> [Aufgabenstellung]: Gib jede Zeile der folgenden Auflistung unverändert an, in der die Zeichenfolge „blonde“ vorkommt. Dabei ist auf Groß- und Kleinschreibung zu achten.

> [Gegebene Daten]:
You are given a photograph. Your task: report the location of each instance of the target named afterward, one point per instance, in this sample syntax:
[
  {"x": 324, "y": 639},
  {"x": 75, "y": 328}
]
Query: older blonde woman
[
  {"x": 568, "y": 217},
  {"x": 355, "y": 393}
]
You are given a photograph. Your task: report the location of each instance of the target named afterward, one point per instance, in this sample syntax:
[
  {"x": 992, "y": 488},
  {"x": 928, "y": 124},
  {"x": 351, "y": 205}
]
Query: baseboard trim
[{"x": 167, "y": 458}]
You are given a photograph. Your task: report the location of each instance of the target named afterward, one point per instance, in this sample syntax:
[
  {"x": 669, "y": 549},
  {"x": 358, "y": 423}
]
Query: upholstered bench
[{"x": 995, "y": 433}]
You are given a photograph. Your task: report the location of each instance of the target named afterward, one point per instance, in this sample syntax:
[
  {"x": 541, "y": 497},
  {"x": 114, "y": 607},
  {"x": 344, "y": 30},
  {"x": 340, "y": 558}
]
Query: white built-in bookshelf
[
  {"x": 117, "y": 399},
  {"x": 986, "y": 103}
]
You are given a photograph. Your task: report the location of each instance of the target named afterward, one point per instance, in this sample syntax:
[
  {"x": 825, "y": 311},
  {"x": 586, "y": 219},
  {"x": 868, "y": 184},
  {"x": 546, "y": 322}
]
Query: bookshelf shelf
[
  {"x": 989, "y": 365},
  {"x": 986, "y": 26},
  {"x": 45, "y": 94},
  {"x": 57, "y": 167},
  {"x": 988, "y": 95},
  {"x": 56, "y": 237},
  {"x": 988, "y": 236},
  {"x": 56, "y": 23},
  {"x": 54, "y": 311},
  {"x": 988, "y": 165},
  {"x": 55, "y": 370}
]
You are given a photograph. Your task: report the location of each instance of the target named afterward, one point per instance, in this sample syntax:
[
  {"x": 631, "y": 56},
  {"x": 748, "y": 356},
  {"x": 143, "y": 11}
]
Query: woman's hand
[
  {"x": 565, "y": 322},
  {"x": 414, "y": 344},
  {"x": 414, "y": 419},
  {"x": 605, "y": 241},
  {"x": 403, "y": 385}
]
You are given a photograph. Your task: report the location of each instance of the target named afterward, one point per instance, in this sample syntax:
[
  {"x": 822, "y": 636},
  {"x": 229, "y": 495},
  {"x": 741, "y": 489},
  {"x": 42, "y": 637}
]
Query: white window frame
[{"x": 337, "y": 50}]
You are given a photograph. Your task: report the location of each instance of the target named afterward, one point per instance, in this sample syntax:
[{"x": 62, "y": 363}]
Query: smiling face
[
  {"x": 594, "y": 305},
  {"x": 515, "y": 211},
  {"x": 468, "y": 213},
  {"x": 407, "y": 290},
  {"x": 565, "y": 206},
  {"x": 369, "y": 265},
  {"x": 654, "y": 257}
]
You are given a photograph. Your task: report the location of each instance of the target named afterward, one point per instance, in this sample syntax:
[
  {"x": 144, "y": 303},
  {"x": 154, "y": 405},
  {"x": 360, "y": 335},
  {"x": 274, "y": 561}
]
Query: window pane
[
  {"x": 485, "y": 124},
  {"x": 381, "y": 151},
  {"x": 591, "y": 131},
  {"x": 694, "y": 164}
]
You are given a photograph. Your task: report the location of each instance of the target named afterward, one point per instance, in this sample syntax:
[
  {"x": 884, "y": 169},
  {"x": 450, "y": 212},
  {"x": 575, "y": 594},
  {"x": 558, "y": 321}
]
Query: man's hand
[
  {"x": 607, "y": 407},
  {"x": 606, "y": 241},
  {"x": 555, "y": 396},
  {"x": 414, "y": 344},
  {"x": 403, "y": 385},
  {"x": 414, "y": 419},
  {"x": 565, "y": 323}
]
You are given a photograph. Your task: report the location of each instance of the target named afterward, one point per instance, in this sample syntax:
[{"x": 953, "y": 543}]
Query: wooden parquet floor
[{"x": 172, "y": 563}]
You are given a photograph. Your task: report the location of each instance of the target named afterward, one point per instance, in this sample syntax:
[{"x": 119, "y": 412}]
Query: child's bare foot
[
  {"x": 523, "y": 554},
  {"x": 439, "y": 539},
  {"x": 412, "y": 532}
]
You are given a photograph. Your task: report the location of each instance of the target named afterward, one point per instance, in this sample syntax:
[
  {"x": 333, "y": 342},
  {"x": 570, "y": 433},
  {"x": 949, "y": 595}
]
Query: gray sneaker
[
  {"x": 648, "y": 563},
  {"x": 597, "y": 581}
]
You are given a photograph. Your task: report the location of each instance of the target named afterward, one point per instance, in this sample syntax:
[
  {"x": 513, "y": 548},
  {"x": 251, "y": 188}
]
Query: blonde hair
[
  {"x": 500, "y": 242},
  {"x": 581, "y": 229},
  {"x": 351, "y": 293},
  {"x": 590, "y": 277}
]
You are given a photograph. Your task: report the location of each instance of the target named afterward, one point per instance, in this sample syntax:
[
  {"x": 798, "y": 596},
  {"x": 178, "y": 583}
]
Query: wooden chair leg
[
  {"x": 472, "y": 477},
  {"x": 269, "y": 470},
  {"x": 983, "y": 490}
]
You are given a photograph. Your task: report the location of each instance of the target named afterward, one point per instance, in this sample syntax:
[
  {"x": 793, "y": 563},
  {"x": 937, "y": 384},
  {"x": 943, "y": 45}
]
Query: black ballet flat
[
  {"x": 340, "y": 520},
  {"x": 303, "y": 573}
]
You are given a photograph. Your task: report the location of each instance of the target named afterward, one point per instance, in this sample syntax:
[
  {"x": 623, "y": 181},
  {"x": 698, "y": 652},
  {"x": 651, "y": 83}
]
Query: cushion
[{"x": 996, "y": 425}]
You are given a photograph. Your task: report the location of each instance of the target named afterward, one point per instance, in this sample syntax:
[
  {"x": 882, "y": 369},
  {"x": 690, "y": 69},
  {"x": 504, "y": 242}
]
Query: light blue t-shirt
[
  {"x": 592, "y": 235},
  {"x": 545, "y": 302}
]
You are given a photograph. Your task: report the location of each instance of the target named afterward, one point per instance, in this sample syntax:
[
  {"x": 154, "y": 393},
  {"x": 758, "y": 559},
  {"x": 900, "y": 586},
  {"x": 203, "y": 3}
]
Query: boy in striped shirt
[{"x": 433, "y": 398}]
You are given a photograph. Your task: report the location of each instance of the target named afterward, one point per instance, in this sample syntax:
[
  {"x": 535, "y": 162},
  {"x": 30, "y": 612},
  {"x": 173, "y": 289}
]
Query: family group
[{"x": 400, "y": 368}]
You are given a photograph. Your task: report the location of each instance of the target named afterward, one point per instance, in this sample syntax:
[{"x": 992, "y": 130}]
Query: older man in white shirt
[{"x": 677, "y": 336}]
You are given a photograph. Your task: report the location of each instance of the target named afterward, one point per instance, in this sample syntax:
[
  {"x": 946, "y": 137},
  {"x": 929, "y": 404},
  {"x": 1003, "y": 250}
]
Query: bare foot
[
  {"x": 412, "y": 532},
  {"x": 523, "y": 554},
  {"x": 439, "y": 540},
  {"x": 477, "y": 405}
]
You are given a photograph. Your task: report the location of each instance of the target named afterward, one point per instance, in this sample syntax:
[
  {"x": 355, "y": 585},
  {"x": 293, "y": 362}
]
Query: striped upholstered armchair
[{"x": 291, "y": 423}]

> [Vollständige Lösung]:
Query: older blonde woman
Query: blonde hair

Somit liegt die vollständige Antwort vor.